> [TASK GOAL]:
Please copy the material below line for line, changing nothing.

── EXERCISE INPUT ──

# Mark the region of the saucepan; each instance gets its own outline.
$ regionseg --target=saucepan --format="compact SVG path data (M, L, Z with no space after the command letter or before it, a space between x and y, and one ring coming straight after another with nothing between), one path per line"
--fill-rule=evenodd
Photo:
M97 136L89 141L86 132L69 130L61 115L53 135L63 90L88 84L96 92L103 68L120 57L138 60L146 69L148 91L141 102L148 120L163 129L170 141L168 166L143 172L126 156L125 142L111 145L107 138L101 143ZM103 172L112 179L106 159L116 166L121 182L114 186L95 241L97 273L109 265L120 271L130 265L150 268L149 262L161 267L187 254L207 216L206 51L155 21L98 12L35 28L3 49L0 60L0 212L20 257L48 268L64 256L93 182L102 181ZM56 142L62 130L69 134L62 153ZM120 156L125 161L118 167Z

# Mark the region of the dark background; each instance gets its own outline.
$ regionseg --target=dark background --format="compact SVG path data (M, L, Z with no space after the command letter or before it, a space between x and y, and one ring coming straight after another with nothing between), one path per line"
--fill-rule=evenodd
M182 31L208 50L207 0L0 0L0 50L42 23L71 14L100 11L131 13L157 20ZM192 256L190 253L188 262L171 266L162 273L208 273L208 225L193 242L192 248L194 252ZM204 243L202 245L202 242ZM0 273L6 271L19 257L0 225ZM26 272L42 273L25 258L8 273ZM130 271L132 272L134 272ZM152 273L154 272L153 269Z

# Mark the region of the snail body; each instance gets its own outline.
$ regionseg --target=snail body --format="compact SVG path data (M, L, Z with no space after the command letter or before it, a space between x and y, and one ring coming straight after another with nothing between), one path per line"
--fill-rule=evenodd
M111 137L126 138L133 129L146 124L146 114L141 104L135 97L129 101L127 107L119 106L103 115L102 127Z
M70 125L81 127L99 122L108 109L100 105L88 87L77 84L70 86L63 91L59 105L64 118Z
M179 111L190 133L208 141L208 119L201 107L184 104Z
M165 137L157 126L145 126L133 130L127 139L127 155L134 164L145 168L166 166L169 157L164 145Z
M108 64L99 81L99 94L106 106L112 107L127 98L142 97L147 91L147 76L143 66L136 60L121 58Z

───

> [EXERCISE SOLUTION]:
# Mark the region of the saucepan; each instance gets its own outline.
$ regionseg --target=saucepan --format="compact SVG path data (M, L, Z with no space after the command letter or before it, a space between x and y, and one ring coming straight after another with nothing between), one path per line"
--fill-rule=evenodd
Photo:
M97 136L89 141L86 132L69 130L61 115L53 135L63 90L88 84L96 92L103 68L120 57L138 60L146 69L148 91L141 102L148 120L163 129L170 141L168 166L143 172L126 156L125 142L111 145L107 138L101 143ZM103 172L112 179L106 159L116 166L121 182L114 186L95 241L97 273L109 265L120 271L130 265L150 268L149 262L161 267L187 254L207 216L206 51L155 21L98 12L35 28L3 49L0 60L0 212L20 257L48 268L64 256L93 182L102 181ZM56 142L62 130L69 134L62 153ZM120 156L125 161L118 167Z

# Mark the region of the dark background; each instance gets its own outline.
$ regionseg --target=dark background --format="compact SVG path data (M, L, Z with no space after the command letter or before it, a space between x and y, and one ring coming straight after another with nothing between), one path per line"
--fill-rule=evenodd
M182 31L208 50L207 0L0 0L0 50L42 23L71 14L100 11L131 13L157 20ZM192 256L190 253L188 262L171 266L162 273L208 273L208 225L193 242L192 248L194 252ZM204 243L202 245L202 242ZM0 273L6 271L19 257L0 225ZM26 272L42 273L25 258L8 273ZM130 271L132 272L134 272ZM152 273L154 272L153 269Z

# Mark the region of the snail body; each instance gets its own outline.
$ regionseg --target=snail body --format="compact SVG path data (M, L, Z with no space after the command letter or before it, a space between x and y, and one ring coming straight after another with nothing between), one path per line"
--fill-rule=evenodd
M111 137L126 138L133 129L146 124L146 114L141 104L135 97L129 101L127 107L119 106L103 115L102 127Z
M70 125L81 127L99 122L108 109L100 105L88 87L77 84L70 86L63 91L59 105L64 118Z
M179 111L190 133L208 141L208 119L201 107L184 104Z
M165 137L157 126L145 126L133 130L127 139L127 155L134 164L145 168L166 166L169 157L164 145Z
M108 64L99 81L99 94L106 106L112 107L127 98L142 97L147 91L147 76L143 66L136 60L121 58Z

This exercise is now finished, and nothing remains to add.